*** PASSAGE TO READ

Saturday, October 03, 2015

Taking Intelligent Risks: How To Stay In The Trading Game

You have to risk money to make money.  You have to make sure you don't risk so much money that you can lose your stake and go out of business as a trader.  Bet too little and you never make a good return on your capital.  Bet too much and you court career risks.  So much of trading success boils down to taking intelligent risks.

Here is a useful calculation tool that can tell you the probability of hitting a drawdown threshold.  

Let's say you have $1,000,000 in your trading account, you place roughly two trades per day (500 trades/year), and you're willing to lose $200,000 of your capital before you shut down.  Your win rate is 50% and the average size of your winners is 30% larger than your losers.  You're willing to lose 1% of your capital ($10,000) per trade.  The odds of your hitting your downside limit--even with that edge--is 8.6%.

Suppose you cut your trades in half and can take only the best trades, those in which winners are 50% larger than losers.  All else being the same as above, you now have only a 0.4% chance of hitting that downside barrier.

******

SHORT TASK A
Answer these from the post on trading risk:
(i) How much money per trade is the trader in the example willing to lose?
(ii) What are the odds of hitting the downside limit in the first example?
(iii) After cutting trades in half, what is the chance of hitting the downside barrier?
SHORT TASK B
Rewrite the post on trading risk from "You have to risk" up to and including "a drawdown threshold.", putting "loss limit" in place of "drawdown threshold".

*** DATA SUPPLIED

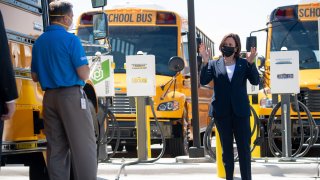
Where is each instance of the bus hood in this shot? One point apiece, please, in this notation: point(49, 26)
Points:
point(310, 79)
point(120, 82)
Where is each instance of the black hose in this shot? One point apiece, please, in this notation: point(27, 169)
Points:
point(163, 142)
point(108, 119)
point(207, 135)
point(313, 131)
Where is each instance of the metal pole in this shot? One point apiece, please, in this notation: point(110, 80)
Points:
point(286, 128)
point(141, 128)
point(195, 151)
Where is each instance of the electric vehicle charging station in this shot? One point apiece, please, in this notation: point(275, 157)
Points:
point(140, 70)
point(284, 70)
point(102, 76)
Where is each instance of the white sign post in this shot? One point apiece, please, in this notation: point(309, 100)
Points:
point(284, 72)
point(141, 75)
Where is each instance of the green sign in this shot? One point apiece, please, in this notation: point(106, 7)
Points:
point(102, 73)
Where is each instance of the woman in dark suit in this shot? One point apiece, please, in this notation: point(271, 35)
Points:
point(230, 104)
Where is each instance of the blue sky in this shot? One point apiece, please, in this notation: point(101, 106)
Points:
point(215, 18)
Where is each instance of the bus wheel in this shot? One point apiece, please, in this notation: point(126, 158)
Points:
point(38, 169)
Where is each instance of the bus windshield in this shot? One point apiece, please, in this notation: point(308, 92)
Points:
point(298, 35)
point(129, 40)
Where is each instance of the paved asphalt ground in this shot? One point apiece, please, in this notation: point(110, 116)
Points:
point(170, 169)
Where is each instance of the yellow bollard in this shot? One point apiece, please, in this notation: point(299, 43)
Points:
point(220, 167)
point(256, 153)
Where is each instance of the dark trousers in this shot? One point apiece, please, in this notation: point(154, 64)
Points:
point(70, 135)
point(239, 128)
point(1, 132)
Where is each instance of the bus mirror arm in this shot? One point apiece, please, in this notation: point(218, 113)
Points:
point(171, 81)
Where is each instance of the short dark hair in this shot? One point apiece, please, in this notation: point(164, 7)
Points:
point(59, 8)
point(236, 38)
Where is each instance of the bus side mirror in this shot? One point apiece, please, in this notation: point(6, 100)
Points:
point(251, 42)
point(100, 26)
point(176, 64)
point(98, 3)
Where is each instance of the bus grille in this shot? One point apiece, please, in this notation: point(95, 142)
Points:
point(311, 98)
point(122, 104)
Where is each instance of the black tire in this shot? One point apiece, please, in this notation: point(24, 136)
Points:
point(38, 169)
point(131, 148)
point(120, 147)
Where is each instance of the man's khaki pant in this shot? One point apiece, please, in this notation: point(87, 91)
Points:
point(70, 135)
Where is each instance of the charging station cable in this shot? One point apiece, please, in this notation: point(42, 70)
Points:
point(150, 101)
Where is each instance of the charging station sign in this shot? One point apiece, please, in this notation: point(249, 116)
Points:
point(141, 75)
point(103, 77)
point(284, 72)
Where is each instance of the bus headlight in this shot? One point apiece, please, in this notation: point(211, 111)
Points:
point(266, 103)
point(168, 106)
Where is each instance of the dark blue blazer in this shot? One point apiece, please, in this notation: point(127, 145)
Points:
point(229, 97)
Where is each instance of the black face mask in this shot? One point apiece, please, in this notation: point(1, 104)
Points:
point(227, 51)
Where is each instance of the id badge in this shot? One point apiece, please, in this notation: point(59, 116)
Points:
point(83, 103)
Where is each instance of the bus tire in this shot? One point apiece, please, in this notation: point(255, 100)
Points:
point(38, 169)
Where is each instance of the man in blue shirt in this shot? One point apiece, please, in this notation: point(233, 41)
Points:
point(60, 65)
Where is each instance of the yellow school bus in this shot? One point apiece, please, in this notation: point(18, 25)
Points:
point(293, 28)
point(164, 35)
point(24, 141)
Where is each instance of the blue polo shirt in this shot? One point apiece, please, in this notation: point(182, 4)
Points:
point(56, 55)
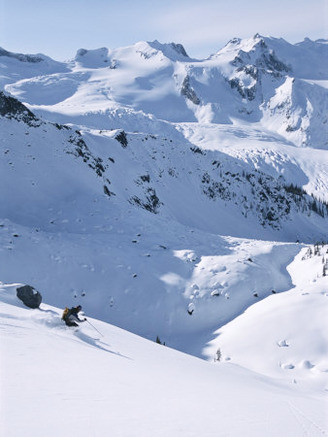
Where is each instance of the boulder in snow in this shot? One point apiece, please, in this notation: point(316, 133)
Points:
point(29, 296)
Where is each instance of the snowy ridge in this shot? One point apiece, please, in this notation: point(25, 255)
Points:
point(178, 199)
point(104, 378)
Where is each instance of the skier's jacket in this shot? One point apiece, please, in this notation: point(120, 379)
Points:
point(70, 316)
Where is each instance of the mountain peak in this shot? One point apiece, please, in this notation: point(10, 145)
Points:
point(171, 50)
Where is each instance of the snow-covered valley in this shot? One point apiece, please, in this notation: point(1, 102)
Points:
point(177, 199)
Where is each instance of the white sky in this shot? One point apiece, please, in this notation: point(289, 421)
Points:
point(59, 28)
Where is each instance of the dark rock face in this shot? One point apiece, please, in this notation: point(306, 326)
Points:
point(29, 296)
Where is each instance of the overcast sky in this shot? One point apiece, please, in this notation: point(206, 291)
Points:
point(59, 28)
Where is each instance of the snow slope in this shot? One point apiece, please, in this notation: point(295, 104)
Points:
point(171, 197)
point(56, 380)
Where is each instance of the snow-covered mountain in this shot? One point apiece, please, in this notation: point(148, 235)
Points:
point(101, 379)
point(167, 194)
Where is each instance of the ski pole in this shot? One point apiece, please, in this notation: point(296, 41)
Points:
point(94, 327)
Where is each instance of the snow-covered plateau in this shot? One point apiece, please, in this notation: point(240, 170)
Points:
point(177, 200)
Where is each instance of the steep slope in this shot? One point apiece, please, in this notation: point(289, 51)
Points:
point(164, 192)
point(124, 385)
point(258, 80)
point(144, 251)
point(289, 329)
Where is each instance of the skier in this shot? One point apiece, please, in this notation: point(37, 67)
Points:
point(70, 316)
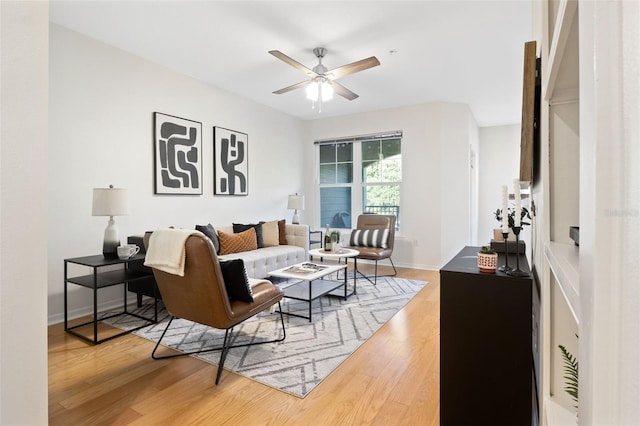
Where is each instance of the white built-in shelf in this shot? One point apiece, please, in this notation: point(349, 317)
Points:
point(567, 10)
point(564, 261)
point(557, 415)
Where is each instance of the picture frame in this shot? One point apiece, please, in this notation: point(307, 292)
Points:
point(177, 155)
point(230, 159)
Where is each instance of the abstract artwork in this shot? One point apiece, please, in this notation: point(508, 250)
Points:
point(178, 155)
point(230, 162)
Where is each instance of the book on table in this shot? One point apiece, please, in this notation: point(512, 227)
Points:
point(304, 268)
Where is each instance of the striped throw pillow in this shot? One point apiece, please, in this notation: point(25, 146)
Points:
point(369, 238)
point(236, 243)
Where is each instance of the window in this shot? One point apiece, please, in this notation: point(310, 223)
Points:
point(359, 175)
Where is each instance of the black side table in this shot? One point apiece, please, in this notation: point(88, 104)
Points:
point(97, 280)
point(313, 240)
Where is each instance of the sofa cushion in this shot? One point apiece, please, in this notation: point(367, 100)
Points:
point(236, 281)
point(270, 233)
point(258, 263)
point(241, 227)
point(369, 238)
point(210, 232)
point(238, 242)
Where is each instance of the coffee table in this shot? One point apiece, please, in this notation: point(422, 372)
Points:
point(342, 253)
point(313, 283)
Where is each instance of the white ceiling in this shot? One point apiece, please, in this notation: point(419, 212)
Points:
point(453, 51)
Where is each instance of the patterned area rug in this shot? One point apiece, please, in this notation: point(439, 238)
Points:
point(311, 351)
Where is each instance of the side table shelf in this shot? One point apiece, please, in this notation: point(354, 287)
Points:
point(98, 280)
point(314, 240)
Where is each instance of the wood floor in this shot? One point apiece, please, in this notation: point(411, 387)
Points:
point(393, 378)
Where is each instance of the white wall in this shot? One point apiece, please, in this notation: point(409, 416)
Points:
point(435, 196)
point(101, 132)
point(23, 221)
point(499, 163)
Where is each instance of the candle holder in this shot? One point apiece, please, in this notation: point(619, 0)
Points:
point(517, 272)
point(505, 268)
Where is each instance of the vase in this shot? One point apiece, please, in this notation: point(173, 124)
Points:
point(488, 262)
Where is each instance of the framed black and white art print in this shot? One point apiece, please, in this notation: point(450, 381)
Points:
point(230, 162)
point(178, 155)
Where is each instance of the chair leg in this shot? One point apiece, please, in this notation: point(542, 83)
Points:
point(227, 338)
point(223, 354)
point(225, 346)
point(375, 274)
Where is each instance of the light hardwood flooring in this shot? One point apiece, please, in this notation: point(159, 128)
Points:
point(392, 379)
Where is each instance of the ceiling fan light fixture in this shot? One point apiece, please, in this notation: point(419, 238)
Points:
point(326, 91)
point(313, 91)
point(320, 89)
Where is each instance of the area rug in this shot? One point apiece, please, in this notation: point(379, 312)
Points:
point(311, 351)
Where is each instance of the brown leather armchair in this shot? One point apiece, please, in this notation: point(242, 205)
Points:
point(201, 296)
point(377, 221)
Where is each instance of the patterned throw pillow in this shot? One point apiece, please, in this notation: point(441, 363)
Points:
point(369, 238)
point(236, 281)
point(236, 243)
point(210, 232)
point(240, 227)
point(270, 233)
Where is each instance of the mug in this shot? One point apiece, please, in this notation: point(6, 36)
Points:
point(127, 251)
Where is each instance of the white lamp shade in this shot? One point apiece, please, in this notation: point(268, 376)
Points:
point(110, 202)
point(296, 202)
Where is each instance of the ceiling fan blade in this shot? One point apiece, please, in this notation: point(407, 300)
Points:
point(353, 68)
point(292, 87)
point(339, 89)
point(292, 62)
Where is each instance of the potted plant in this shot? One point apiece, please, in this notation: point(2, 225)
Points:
point(497, 232)
point(487, 260)
point(524, 214)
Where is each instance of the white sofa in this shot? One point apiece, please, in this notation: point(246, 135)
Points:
point(260, 261)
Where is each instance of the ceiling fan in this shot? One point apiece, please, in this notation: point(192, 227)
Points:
point(324, 79)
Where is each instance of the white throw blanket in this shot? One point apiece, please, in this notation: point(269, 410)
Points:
point(166, 250)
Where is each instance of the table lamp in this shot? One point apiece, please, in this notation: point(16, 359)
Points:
point(110, 202)
point(296, 202)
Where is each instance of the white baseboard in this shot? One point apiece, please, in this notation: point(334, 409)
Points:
point(111, 305)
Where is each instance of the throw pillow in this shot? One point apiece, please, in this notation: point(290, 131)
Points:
point(369, 238)
point(282, 231)
point(210, 232)
point(236, 281)
point(236, 243)
point(240, 227)
point(270, 233)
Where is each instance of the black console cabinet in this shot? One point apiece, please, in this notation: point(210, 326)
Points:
point(486, 363)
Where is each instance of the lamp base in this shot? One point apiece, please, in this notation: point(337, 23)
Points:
point(111, 240)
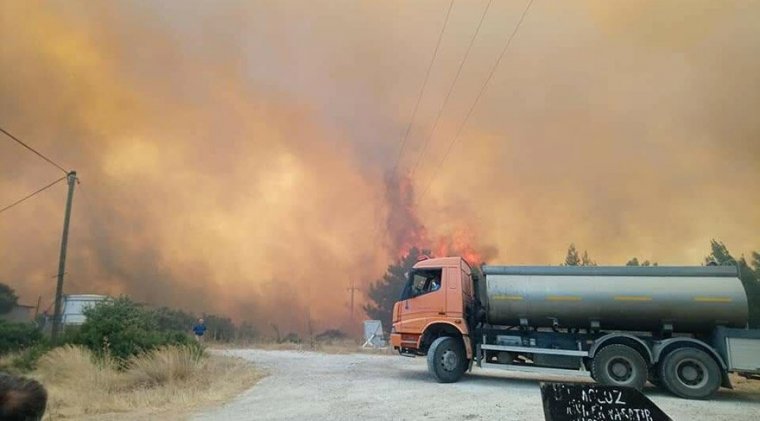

******

FINAL RESULT A
(i) 1% of capital, or $10,000
(ii) 8.6%
(iii) 0.4%

FINAL RESULT B
You have to risk money to make money.  You have to make sure you don't risk so much money that you can lose your stake and go out of business as a trader.  Bet too little and you never make a good return on your capital.  Bet too much and you court career risks.  So much of trading success boils down to taking intelligent risks.

Here is a useful calculation tool that can tell you the probability of hitting a loss limit.